Exercise:
Down to the last character, write out the records below.

Data to process:
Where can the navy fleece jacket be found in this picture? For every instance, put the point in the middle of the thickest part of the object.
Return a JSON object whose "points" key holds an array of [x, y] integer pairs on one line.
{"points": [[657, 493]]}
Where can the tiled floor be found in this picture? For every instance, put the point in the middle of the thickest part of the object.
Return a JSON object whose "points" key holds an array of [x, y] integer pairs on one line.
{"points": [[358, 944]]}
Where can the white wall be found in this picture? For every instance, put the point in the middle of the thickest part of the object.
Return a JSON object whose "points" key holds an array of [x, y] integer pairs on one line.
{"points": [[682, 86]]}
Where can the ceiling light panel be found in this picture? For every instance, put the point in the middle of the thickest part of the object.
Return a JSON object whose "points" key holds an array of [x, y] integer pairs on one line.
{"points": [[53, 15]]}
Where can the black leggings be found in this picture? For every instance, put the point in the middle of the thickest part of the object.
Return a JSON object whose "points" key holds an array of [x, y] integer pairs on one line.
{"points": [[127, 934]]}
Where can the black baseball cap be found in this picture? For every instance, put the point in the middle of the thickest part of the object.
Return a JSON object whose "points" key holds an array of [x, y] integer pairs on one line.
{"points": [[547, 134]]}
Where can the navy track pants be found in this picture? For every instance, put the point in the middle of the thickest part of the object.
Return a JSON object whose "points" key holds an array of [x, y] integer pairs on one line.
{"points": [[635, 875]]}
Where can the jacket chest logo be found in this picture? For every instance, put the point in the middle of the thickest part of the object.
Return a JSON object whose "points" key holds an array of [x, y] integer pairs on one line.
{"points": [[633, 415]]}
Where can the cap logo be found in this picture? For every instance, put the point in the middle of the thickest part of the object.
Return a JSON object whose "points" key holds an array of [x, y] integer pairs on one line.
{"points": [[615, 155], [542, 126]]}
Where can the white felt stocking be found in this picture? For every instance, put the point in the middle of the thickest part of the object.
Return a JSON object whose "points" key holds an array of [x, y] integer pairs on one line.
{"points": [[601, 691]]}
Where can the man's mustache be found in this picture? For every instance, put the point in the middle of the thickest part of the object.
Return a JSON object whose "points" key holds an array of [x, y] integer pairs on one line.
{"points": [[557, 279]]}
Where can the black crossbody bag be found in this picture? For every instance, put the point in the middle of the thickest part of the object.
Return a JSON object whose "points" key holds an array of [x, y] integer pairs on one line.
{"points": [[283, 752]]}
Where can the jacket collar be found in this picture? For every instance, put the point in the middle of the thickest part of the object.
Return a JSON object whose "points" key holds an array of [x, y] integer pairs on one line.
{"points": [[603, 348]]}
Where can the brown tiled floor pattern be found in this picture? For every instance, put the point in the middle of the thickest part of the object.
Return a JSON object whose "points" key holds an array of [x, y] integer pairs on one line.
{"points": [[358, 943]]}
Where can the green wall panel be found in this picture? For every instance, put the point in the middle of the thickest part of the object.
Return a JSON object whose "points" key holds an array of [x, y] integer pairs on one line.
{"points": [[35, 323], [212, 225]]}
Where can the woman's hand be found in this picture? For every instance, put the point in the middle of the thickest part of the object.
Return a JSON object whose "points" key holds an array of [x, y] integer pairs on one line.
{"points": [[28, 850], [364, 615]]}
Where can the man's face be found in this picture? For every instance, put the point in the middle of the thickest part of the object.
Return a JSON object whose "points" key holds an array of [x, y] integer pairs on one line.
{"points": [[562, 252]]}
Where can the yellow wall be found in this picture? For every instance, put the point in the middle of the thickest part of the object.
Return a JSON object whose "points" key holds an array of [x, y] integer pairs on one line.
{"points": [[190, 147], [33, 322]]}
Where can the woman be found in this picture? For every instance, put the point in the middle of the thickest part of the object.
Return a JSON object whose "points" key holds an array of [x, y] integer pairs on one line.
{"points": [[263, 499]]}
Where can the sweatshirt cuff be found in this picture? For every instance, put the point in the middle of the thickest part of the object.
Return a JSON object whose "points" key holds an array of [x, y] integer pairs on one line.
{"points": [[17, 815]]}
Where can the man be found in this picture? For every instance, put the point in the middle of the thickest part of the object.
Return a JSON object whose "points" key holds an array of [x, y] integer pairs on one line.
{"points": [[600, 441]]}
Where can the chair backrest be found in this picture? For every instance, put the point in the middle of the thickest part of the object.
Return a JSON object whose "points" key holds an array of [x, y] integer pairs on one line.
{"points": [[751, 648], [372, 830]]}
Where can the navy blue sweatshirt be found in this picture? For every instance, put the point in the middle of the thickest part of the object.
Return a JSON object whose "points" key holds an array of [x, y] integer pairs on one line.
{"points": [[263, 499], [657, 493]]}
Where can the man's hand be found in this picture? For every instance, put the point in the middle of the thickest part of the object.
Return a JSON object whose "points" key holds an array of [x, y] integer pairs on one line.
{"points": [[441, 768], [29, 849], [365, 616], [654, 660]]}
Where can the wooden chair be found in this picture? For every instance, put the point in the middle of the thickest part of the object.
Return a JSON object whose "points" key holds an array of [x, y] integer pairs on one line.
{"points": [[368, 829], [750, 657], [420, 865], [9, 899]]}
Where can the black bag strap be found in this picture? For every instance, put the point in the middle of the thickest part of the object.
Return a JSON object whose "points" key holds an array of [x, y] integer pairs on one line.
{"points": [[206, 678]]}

Worked solution:
Where can the navy fleece jacket be found in this picture? For every instance, put the point in the middle of the thickest part of the object.
Return a JSON object whose "points" key holds an array of [x, y] integer pairs on one line.
{"points": [[657, 493]]}
Where can the tiled floor be found in this picture? For every instance, put the point in the middle of the thickest part of the object.
Return a JSON object whose "points" key holds an array of [x, y] integer pairs on one line.
{"points": [[358, 944]]}
Where can the white wall be found in this picture? For every instance, put the point in the middle of the thickest part of the object.
Return a JSON object whose "points" key holds an array of [x, y] integer pairs on one line.
{"points": [[682, 86]]}
Where can the ceiling light panel be found in this picture? For every instance, put the point in the middle of the thickest part of the object.
Return a JSON object whose "points" key holds an array of [x, y] integer pairs on one line.
{"points": [[53, 15]]}
Where can the black leggings be found in this picture? For every instance, put the point in the middle of the thickest part of the object.
Return a JSON object whose "points" key holds an array of [x, y] integer pairs on one line.
{"points": [[127, 934]]}
Where can the black baseball cap be found in this picture? For every instance, put the point in the middle of the thickest part of the object.
Return a JSON object whose "points" key holds an array of [x, y] integer pairs on one line.
{"points": [[547, 134]]}
Where can the navy track pants be found in this picture? For every instance, put the point in the middle of the thickest part of the object.
Return a JSON object whose "points" key holds an array of [x, y] integer pairs on one line.
{"points": [[635, 875]]}
Where can the jacket chest logo be found in this picture? For every instance, put the point in the middle of the thickest part of the object.
Return a JSON object whose "points" key holds an array of [x, y] integer pairs on one line.
{"points": [[633, 415]]}
Where can the cap logo be found in this picture? For every instance, put the point in the middle of the thickest part of the object.
Return a JSON object whose "points" key holds an array of [x, y] integer pairs on one line.
{"points": [[615, 155], [542, 126]]}
Where can the white felt stocking be found in this picture? For every instance, put the point in the middle of the thickest part of the object.
Return a JSON object whose "points" key holds an array of [x, y] integer pairs on one line.
{"points": [[601, 691]]}
Where can the man's mustache be found in this picture? For every instance, put the point in the middle of the thickest part of the object.
Return a JSON object whose "points" key holds an array of [x, y] integer pairs on one line.
{"points": [[557, 279]]}
Where can the black crossbody bag be found in this picture? For every instance, put the point in the middle of the thickest part of the object.
Return a JSON object whose "points" key holds an array of [x, y] integer pairs on one line.
{"points": [[283, 752]]}
Where can the jacket collar be found in this picture? For every instance, put the point in the middle of the thickest part of the object.
Return a JSON object whose "points" key holds an array of [x, y] integer pairs on one line.
{"points": [[603, 348]]}
Where can the brown tiled floor pattern be found in this picture? For every instance, put the point in the middle of the thickest part of the object.
Return a JSON object whose "points" key holds an array of [x, y] integer pairs on one line.
{"points": [[358, 943]]}
Where can the green wall panel be found in this picture? For every instance, put the point in the middle of the thickest part of the object.
Return a JSON object whose "points" key holds an array of [x, y] integer pairs on one line.
{"points": [[35, 323], [212, 225]]}
Where can the woman's hand be found in this picture? For every instance, put the point in the middle of the thickest part of the object.
Return a JSON object whose "points" key holds an array of [x, y] integer pairs on one line.
{"points": [[28, 850], [364, 615]]}
Where can the man's face be found in this picture? For every instance, put the point in the middle of the thickest part of the object.
Return a JSON object whose "points" key holds an array of [x, y] integer pairs on one line.
{"points": [[562, 252]]}
Where can the yellow wall be found in this picture? For every instance, put the point in the middle of the thickest part of the object.
Return a JSON object whose "points" key holds an array of [x, y] integer pairs on one line.
{"points": [[190, 147], [33, 322]]}
Where can the woman be found in this picture? For every instance, put the point in the middle of the thickest part of the object.
Return a JSON object whose "points" key holds an array of [x, y] integer pairs on one line.
{"points": [[263, 499]]}
Where can the sweatshirt cuff be found in this picture? For every instance, put the point in the middle of the thickest part of the object.
Return a JSON object whose "points" key holds an array of [x, y] integer pairs on one line.
{"points": [[17, 815]]}
Where can the man be found in this picture? For every instance, put the point in the middle of the thickest part of the object.
Return a JSON object whose "points" key holds an array of [x, y] integer pairs on one line.
{"points": [[600, 441]]}
Where can the chair backrest be found in this picture? For every instance, put the point in the middle of the thickest part of the object.
Return a JSON object whose "points" key holds an array of [x, y] integer pairs on one line.
{"points": [[751, 648], [372, 830]]}
Where can the navy blue sweatshirt be found in this picture? For every instance, put the point in the middle of the thickest part of the object.
Return a JSON object whose "points" key holds an array of [x, y] integer pairs on one line.
{"points": [[263, 499], [657, 493]]}
Where can the man's hand be found in this picture? For every instance, put the point in the middle of the thickest part of the object.
Return a JSON object whose "points" key holds an array of [x, y] integer pairs on one line.
{"points": [[441, 768], [29, 849], [365, 616], [654, 660]]}
Where can the wooden chair be found in this picture? For every instance, put the point in the middle of the thickest part of the object.
Return a JSON object whose "points" key holds an array of [x, y] integer pairs on one line.
{"points": [[368, 829], [750, 657], [420, 865], [9, 899]]}
Where can the black bag strap be found in this picture? For every instance, put the point in the middle of the thickest part of the object.
Return a JSON object whose "points" key holds an array of [x, y] integer pairs on one line.
{"points": [[206, 678]]}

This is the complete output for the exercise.